╔══
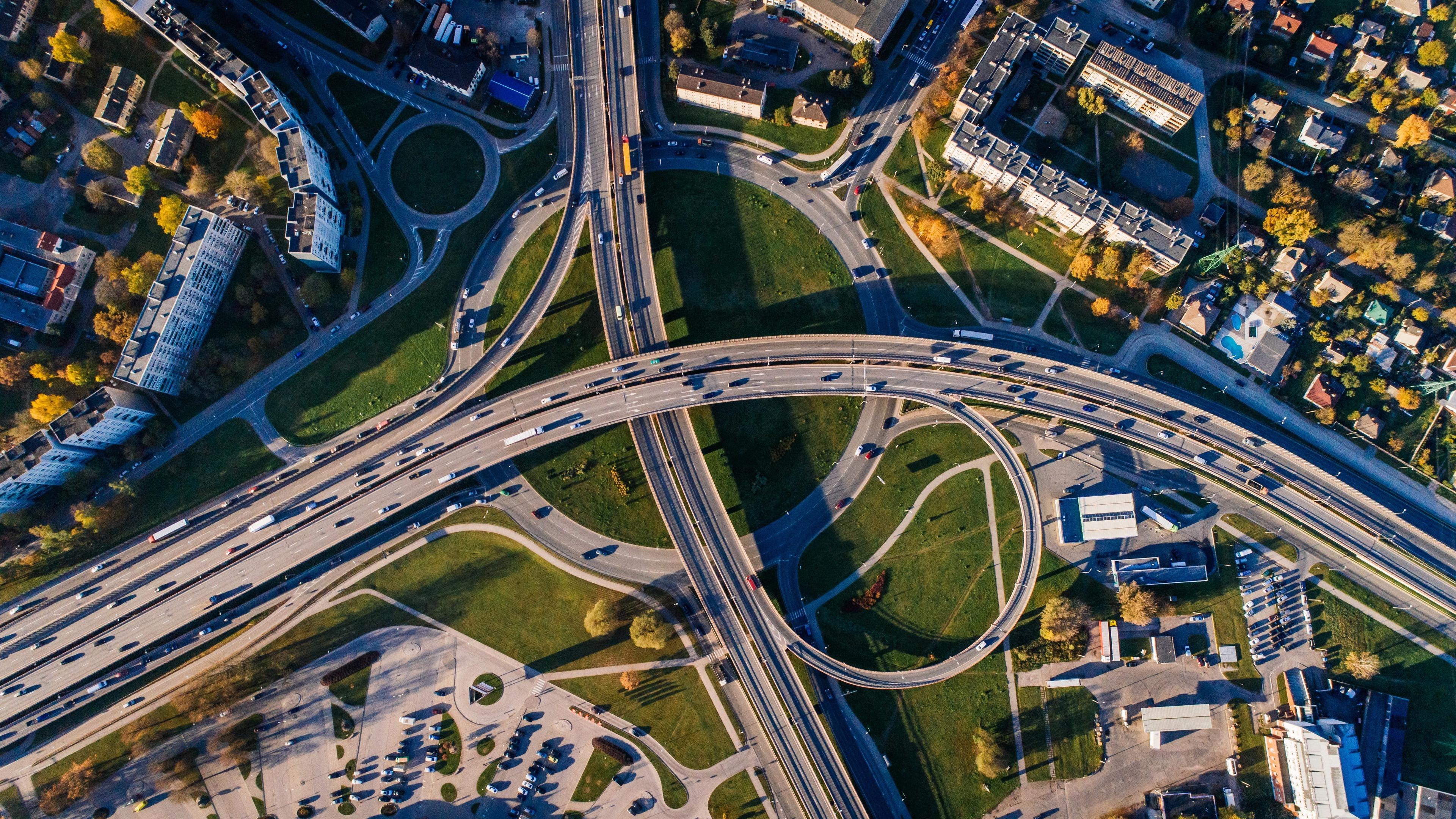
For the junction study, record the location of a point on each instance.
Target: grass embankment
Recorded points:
(1269, 540)
(736, 799)
(758, 267)
(908, 467)
(596, 479)
(1406, 671)
(364, 107)
(437, 169)
(595, 780)
(499, 592)
(568, 337)
(670, 704)
(940, 591)
(919, 288)
(765, 457)
(404, 350)
(386, 256)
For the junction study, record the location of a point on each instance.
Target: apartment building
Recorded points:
(1065, 200)
(173, 142)
(314, 232)
(120, 98)
(41, 276)
(708, 88)
(303, 162)
(1055, 47)
(360, 17)
(857, 21)
(181, 302)
(107, 417)
(1141, 88)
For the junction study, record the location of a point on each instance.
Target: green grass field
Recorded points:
(1406, 671)
(919, 288)
(568, 337)
(758, 267)
(439, 169)
(386, 256)
(736, 799)
(576, 475)
(366, 107)
(601, 769)
(519, 279)
(765, 457)
(940, 594)
(404, 350)
(499, 592)
(928, 734)
(908, 467)
(670, 704)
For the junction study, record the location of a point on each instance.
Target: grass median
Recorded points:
(496, 591)
(402, 352)
(755, 267)
(670, 704)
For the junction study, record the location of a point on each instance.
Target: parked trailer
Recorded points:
(1161, 519)
(519, 438)
(168, 531)
(974, 334)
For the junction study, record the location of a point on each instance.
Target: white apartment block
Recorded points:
(314, 234)
(181, 304)
(1141, 88)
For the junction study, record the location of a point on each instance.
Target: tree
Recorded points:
(47, 409)
(1081, 267)
(1136, 604)
(1413, 132)
(1091, 101)
(315, 290)
(1362, 665)
(1432, 53)
(101, 157)
(650, 632)
(601, 620)
(67, 49)
(207, 124)
(1291, 225)
(1062, 618)
(171, 213)
(139, 181)
(117, 21)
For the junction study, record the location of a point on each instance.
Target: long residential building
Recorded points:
(107, 417)
(314, 232)
(181, 304)
(1055, 47)
(1141, 88)
(1071, 203)
(857, 21)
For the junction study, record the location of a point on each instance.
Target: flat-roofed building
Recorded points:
(173, 142)
(1141, 88)
(315, 231)
(857, 21)
(303, 164)
(118, 100)
(41, 276)
(15, 18)
(181, 304)
(364, 19)
(707, 88)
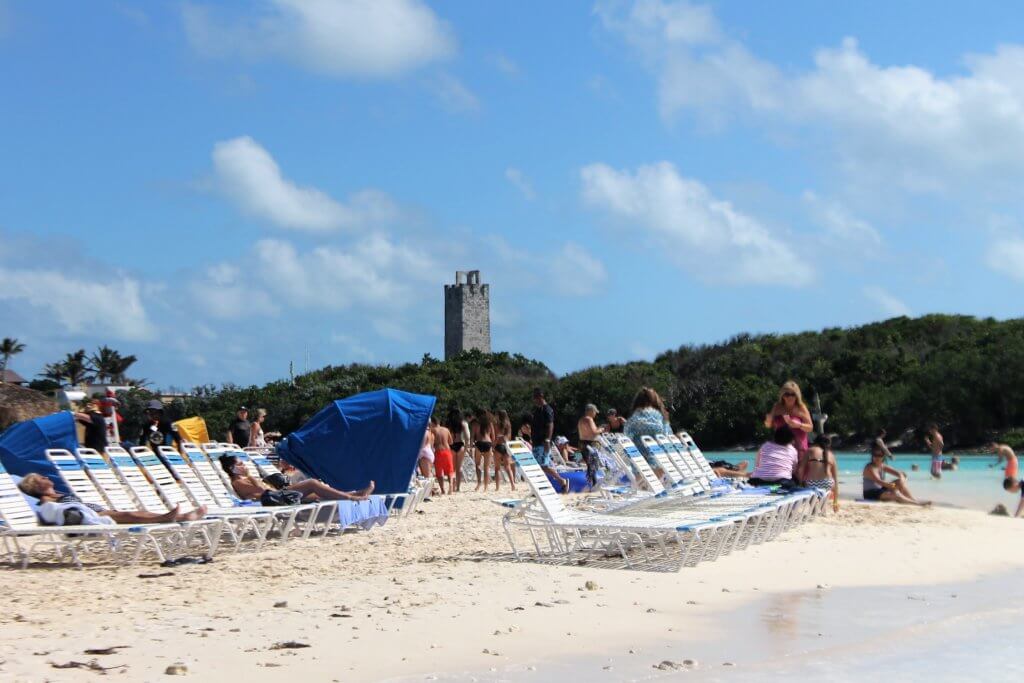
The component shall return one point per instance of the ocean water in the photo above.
(977, 484)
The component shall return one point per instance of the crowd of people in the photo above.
(788, 459)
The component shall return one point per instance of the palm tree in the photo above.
(8, 347)
(54, 372)
(76, 369)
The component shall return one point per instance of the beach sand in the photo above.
(437, 596)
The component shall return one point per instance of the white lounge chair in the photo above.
(89, 475)
(121, 543)
(678, 542)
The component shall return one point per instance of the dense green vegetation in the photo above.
(961, 372)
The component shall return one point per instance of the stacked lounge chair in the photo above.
(24, 538)
(710, 518)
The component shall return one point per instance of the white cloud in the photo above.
(843, 229)
(353, 346)
(453, 94)
(111, 308)
(250, 177)
(574, 271)
(704, 235)
(373, 273)
(1006, 256)
(224, 294)
(521, 182)
(900, 124)
(355, 38)
(505, 65)
(888, 304)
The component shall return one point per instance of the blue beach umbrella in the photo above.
(22, 445)
(374, 435)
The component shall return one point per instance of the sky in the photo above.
(225, 188)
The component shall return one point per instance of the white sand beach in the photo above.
(437, 596)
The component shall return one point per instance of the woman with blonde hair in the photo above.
(503, 461)
(790, 411)
(256, 436)
(648, 419)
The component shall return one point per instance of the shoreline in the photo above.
(427, 596)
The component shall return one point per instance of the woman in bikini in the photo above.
(817, 469)
(460, 443)
(876, 486)
(503, 462)
(483, 439)
(935, 443)
(791, 412)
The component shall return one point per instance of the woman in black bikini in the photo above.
(503, 462)
(483, 439)
(876, 486)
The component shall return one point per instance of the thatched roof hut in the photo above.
(17, 403)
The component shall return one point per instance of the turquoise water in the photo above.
(977, 484)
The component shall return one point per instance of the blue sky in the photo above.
(220, 188)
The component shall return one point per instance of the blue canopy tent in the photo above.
(22, 445)
(375, 435)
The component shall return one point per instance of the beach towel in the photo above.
(56, 513)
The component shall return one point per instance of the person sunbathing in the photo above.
(41, 486)
(724, 468)
(250, 488)
(876, 486)
(776, 462)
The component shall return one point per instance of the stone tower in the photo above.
(467, 314)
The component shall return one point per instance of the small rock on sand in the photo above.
(176, 669)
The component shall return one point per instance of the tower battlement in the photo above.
(467, 314)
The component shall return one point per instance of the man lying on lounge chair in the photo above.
(249, 488)
(41, 486)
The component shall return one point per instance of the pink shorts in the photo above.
(443, 463)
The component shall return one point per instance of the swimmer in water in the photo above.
(935, 442)
(1004, 452)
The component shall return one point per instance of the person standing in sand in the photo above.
(256, 436)
(876, 486)
(1011, 482)
(460, 443)
(589, 431)
(880, 440)
(426, 459)
(790, 411)
(935, 443)
(503, 461)
(542, 429)
(483, 440)
(443, 458)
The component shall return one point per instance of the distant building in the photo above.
(467, 314)
(10, 377)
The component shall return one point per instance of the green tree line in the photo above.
(961, 372)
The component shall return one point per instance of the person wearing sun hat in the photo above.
(240, 431)
(94, 423)
(158, 431)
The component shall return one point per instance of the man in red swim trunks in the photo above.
(443, 458)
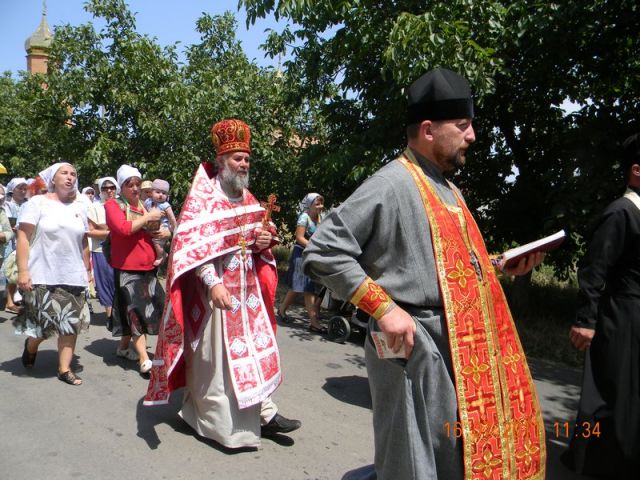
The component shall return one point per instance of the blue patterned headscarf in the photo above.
(307, 201)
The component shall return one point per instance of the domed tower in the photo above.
(38, 45)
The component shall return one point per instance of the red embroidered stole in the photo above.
(499, 414)
(210, 227)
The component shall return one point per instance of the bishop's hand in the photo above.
(263, 238)
(399, 327)
(220, 297)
╚══
* **Short problem**: Copy the lines word for word, beginning at the line that contains "The component shall return one point per instance of the stone" and stopping after the final line of the records. Leave the pictures out of your copy.

* **Reply to the exercise**:
The component shall return one point per instance of the stone tower in the photo above.
(467, 314)
The component shall return one point per instance of the small rock on sand in the photo above.
(176, 669)
The component shall return one point per instance of the tower battlement in the photo above.
(467, 314)
The component shall return one point per instance of the man lying on lounge chair in the photo above.
(249, 488)
(41, 486)
The component shall return one point per instance of the pink shorts in the photo above.
(443, 463)
The component shall return one point per instance of the swimmer in water in the photo above.
(935, 442)
(1004, 452)
The component shall return one point per instance of the person standing in sand in the photo above.
(256, 436)
(876, 486)
(1011, 482)
(460, 443)
(589, 431)
(880, 440)
(426, 459)
(790, 411)
(935, 443)
(503, 461)
(542, 429)
(483, 440)
(443, 458)
The component shall return one point per instance of the distant building in the photo above.
(467, 314)
(10, 377)
The component shall return one point per instance of the green tree line in the photo above.
(961, 372)
The component shall return one point per instance of the person wearing sun hat in the photo above.
(240, 431)
(94, 423)
(158, 431)
The component shall return one point per instance of the man in red swim trunks in the photo above.
(443, 458)
The component shall return one point per instance of the blue patterned headscarf in the photo above.
(307, 201)
The component shall return one point per instance of the domed tower in the photo above.
(38, 45)
The component shall return one point per instance of the red embroidered stole in the photo above.
(499, 414)
(210, 227)
The component shall return one point per instance of the bishop's hand in the photo above.
(263, 238)
(399, 327)
(220, 297)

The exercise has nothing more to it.